(Set problem) Retype every entry exactly, character for character.

— Begin The input —

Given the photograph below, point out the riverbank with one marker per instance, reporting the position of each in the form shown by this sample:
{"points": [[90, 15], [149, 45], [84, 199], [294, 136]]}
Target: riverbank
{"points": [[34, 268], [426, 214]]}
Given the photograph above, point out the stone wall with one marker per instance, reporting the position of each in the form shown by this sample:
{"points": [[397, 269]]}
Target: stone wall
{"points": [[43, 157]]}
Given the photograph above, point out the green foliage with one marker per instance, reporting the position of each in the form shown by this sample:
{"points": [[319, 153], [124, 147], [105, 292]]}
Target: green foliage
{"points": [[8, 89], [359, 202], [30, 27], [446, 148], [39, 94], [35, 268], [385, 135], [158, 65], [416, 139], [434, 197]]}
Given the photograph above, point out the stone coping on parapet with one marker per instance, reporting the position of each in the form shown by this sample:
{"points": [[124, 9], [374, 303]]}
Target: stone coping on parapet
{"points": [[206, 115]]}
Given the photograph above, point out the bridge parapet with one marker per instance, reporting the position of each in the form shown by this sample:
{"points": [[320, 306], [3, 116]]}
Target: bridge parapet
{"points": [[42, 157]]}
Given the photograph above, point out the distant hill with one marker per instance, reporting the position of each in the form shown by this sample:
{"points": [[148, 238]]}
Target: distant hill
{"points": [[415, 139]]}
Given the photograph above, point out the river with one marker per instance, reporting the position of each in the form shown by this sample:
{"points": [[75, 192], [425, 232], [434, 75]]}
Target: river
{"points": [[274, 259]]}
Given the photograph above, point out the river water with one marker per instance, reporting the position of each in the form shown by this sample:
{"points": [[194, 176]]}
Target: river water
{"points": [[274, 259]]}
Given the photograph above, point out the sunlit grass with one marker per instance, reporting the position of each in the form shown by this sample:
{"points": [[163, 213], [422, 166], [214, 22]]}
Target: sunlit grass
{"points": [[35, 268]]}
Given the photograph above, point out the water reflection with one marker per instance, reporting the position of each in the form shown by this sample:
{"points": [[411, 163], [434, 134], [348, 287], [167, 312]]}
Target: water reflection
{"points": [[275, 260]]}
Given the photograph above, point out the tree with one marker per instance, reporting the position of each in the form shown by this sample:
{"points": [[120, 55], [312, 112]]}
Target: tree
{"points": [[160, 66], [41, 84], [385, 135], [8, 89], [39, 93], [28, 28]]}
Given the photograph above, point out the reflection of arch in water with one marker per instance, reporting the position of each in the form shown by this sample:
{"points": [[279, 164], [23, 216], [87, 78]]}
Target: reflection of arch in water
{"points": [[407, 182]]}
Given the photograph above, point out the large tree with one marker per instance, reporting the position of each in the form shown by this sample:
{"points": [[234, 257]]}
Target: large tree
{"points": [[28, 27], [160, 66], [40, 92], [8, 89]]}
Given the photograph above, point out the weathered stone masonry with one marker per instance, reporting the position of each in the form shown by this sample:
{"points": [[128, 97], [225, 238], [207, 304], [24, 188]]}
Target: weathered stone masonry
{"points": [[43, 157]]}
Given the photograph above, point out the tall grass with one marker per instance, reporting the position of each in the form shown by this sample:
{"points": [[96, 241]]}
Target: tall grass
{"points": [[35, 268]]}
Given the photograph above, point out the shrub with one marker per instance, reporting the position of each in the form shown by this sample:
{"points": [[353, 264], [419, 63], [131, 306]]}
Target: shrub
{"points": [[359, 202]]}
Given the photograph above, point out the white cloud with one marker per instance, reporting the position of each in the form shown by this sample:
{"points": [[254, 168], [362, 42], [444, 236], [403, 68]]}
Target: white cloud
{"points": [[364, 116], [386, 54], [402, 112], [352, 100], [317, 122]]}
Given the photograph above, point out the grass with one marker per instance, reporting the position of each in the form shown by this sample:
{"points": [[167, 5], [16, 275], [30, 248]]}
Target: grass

— End The input —

(Solution to this exercise)
Given the photograph below, point out the riverbank with one marker per instance, reporting the position of each in the form shown by this sample:
{"points": [[90, 15], [149, 45], [84, 199], [294, 136]]}
Target: riverbank
{"points": [[34, 268], [426, 214]]}
Given the photograph above, point out the stone wall with one marker per instance, reporting the position of each in the form shown by this sample:
{"points": [[397, 269]]}
Target: stone wall
{"points": [[43, 157]]}
Given the photograph above, point out the green foliage with one marker per instance, reporting the position of each in the form shown by this sample:
{"points": [[319, 153], [124, 147], [105, 292]]}
Target: green foliage
{"points": [[8, 89], [359, 202], [30, 27], [446, 148], [39, 94], [35, 268], [385, 135], [158, 65], [416, 139], [434, 197]]}
Given the photograph above, point out the stone coping on parapet with one marker per instance, reporting the position of each in the form shown by this sample:
{"points": [[124, 9], [374, 303]]}
Target: stone coping on parapet
{"points": [[206, 115]]}
Given the photograph above, point out the bridge parapet with one marker per instance, reporting the position of each in the form shown by this sample:
{"points": [[320, 306], [3, 116]]}
Target: bridge parapet
{"points": [[42, 157]]}
Given the photograph above, point out the distant hill with one marker per instance, reporting the position of each in the form shown by this sample:
{"points": [[148, 238]]}
Target: distant hill
{"points": [[415, 139]]}
Given the photograph above, point out the river with one marker per instance, reporting the position of each in the form shown by this sample:
{"points": [[75, 192], [425, 232], [434, 75]]}
Target: river
{"points": [[274, 259]]}
Given the photograph above, point out the river water with one marker per instance, reporting the position of each in the form shown by this sample:
{"points": [[194, 176]]}
Target: river water
{"points": [[274, 259]]}
Given the photograph above, point out the sunlit grass with one marker per instance, reporting the position of each in the form shown by this sample:
{"points": [[163, 213], [422, 166], [214, 22]]}
Target: sunlit grass
{"points": [[35, 268]]}
Given the photograph above, point out the water reflection with one marker per instance, reporting the position of each in the form shown by this sample:
{"points": [[411, 163], [434, 134], [348, 287], [167, 312]]}
Target: water reflection
{"points": [[275, 260]]}
Given the photograph above, point out the tree with one marker per instance, reporting the position of each in the form shown by this sample:
{"points": [[120, 55], [312, 112]]}
Target: tree
{"points": [[160, 66], [41, 84], [385, 135], [8, 89], [39, 93], [28, 28]]}
Given the photograph above, point out the reflection of arch in water with one marker per instance, reporting the position of each in the form shown by this sample:
{"points": [[279, 164], [23, 216], [87, 78]]}
Target: reflection of arch in water
{"points": [[407, 182]]}
Given the photograph above, point out the large tree with one marker per instance, reporting the position of each in the form shown by this sample:
{"points": [[234, 257]]}
Target: large tree
{"points": [[28, 27], [160, 66], [40, 92], [8, 89]]}
Given the photograph above, point out the weathered stone masonry with one marker per instance, reporting the position of each in the form shown by this sample:
{"points": [[128, 97], [225, 238], [207, 304], [24, 188]]}
Target: weathered stone masonry
{"points": [[43, 157]]}
Given the photograph above, point out the tall grass with one marker per instance, reporting the position of each in the form shown by this sample:
{"points": [[96, 241]]}
Target: tall grass
{"points": [[35, 268]]}
Given the photograph above, point out the shrub with one marker per instance, reporting the position of each in the form shown by this sample:
{"points": [[353, 264], [419, 63], [131, 306]]}
Target: shrub
{"points": [[359, 202]]}
Given the photograph above, point out the white cloud with one marker per instance, reporting the position of each in the form shown by this sample:
{"points": [[254, 168], [362, 42], [444, 236], [403, 68]]}
Target: white cloud
{"points": [[364, 116], [386, 54], [402, 112], [352, 100], [317, 122]]}
Given the photograph above, point out the grass with one marker per instance, reporting the position of each in the form shown by this sample:
{"points": [[167, 5], [16, 275], [30, 248]]}
Target: grass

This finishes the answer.